▶ **Source text**
Friday, October 7, 2011
FFB: FEMINIST IN THE DARK by Kathi Maio; HARLAN ELLISON'S WATCHING by Harlan Ellison; (ElectricStory posts) Movie Reviews by Lucius Shepard
The Magazine of Fantasy and Science Fiction hasn't solely been the most reliable of periodicals for good to brilliant fantastic fiction over its 62 years so far, but has also been a notable source of good nonfiction about the literature (its best decade for literary criticism has been the 1970s so far, which saw regular or occasional columns from Avram Davidson, James Blish, Joanna Russ, Algis Budrys, Barry Malzberg, Fritz Leiber, Harlan Ellison, Gahan Wilson, John Clute, Ron Goulart, George Zebrowski and others, though Davidson's service in this capacity during the latter half of his 1960s editorship was a delight as well, as was Anthony Boucher's similar double duty in the first decade of the magazine, and the fuller list of reviewers, including such later contributors as Elizabeth Hand, James Sallis and Douglas Winter and such earlier as Damon Knight, Judith Merril and Alfred Bester, is that much more impressive)...a source of good writing about science (Isaac Asimov's 399 monthly essays, and columns by Gregory Benford, Bruce Sterling, Pat Murphy and Paul Doherty, and Theodore Thomas)...and reviews of films and related dramatic forms by Charles Beaumont (oddly uncollected), William Morrison (who covered live theater), Samuel Delany (beginning with 2001, and also uncollected), Baird Searles (whose book Films of Science Fiction and Fantasy, which I've yet to see, presumably benefited from his decade of a/v reviews for the magazine), and then the three critics whose collected reviews we briefly deal with here: Ellison, Kathi Maio, and Lucius Shepard.

▶ **Task a**
Please copy, word for word, the part of the listing that opens with the line containing "finger in this photo." and runs through the end of the listing, both ends included.

▶ **Extracted data**

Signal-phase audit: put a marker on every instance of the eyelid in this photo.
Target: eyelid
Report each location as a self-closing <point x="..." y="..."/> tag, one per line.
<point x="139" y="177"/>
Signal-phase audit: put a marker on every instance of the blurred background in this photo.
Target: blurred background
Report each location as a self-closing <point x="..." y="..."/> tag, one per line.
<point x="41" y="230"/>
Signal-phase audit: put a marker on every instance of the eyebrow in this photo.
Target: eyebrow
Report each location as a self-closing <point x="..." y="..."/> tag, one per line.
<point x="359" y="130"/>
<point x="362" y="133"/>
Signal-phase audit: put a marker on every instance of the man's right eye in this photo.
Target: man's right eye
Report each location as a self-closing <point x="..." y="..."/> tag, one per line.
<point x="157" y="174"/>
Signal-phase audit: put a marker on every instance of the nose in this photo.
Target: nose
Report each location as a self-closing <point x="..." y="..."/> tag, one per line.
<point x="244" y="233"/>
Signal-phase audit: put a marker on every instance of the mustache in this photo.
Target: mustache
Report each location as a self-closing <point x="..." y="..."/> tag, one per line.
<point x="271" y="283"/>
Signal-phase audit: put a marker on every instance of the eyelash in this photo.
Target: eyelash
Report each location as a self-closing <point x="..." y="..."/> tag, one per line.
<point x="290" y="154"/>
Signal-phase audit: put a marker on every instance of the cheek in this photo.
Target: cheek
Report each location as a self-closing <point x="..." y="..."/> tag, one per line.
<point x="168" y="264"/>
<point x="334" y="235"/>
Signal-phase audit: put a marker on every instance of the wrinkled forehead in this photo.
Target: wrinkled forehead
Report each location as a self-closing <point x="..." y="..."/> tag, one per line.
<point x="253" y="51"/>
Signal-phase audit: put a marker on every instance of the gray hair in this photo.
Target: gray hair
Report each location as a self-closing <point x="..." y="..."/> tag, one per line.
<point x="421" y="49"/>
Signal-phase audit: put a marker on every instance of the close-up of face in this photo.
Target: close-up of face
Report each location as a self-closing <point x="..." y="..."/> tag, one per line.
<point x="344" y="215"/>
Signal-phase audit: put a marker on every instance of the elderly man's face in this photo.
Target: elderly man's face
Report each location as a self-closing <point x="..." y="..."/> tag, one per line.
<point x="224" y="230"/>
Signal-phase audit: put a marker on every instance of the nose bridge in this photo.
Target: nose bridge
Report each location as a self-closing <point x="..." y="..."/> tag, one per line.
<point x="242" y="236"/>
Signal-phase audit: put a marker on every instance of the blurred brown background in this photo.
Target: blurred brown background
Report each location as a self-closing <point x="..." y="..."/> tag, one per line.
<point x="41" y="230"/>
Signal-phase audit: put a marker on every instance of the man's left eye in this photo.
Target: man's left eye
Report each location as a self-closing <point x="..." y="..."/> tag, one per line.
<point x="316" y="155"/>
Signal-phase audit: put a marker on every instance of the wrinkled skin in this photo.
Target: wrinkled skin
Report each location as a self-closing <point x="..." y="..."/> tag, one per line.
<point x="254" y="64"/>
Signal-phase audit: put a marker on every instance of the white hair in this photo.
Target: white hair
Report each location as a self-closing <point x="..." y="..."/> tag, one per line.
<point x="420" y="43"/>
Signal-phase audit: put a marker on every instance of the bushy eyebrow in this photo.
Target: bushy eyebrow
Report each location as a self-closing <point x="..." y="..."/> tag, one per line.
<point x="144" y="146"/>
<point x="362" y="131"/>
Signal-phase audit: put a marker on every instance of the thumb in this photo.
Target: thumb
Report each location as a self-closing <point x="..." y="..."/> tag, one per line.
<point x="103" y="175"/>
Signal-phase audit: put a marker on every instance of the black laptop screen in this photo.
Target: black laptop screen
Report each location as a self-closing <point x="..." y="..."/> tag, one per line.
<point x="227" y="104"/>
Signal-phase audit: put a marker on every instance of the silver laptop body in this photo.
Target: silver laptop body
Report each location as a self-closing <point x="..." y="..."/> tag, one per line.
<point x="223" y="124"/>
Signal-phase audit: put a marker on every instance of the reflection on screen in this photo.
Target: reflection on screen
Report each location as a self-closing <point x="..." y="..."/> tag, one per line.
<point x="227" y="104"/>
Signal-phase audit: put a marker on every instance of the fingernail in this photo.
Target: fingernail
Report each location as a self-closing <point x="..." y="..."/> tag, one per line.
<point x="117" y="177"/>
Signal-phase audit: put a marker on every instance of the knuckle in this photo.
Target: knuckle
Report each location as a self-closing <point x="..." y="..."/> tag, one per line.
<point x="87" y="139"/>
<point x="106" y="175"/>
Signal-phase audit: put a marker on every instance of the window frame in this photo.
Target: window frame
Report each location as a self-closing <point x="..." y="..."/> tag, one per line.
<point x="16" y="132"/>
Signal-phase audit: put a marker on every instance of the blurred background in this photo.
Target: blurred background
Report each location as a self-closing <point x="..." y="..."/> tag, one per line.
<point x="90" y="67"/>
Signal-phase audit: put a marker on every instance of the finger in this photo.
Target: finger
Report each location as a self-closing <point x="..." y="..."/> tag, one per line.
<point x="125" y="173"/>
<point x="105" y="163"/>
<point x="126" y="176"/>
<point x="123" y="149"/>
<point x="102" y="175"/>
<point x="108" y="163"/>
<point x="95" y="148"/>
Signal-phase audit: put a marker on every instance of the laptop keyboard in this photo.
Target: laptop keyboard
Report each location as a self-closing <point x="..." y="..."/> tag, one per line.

▶ **Task b**
Answer these from the text on The Magazine of Fantasy and Science Fiction:
(i) Which decade does it call the magazine's best so far for literary criticism?
(ii) How many monthly essays by Isaac Asimov does it mention?
(iii) Which reviewer covered live theater?

▶ **Reply a**
Signal-phase audit: put a marker on every instance of the finger in this photo.
Target: finger
Report each location as a self-closing <point x="..." y="..."/> tag, one per line.
<point x="125" y="173"/>
<point x="105" y="163"/>
<point x="126" y="176"/>
<point x="123" y="149"/>
<point x="102" y="175"/>
<point x="108" y="163"/>
<point x="95" y="148"/>
Signal-phase audit: put a marker on every instance of the laptop keyboard in this photo.
Target: laptop keyboard
Report each location as a self-closing <point x="..." y="..."/> tag, one per line.

▶ **Reply b**
(i) The 1970s
(ii) 399
(iii) William Morrison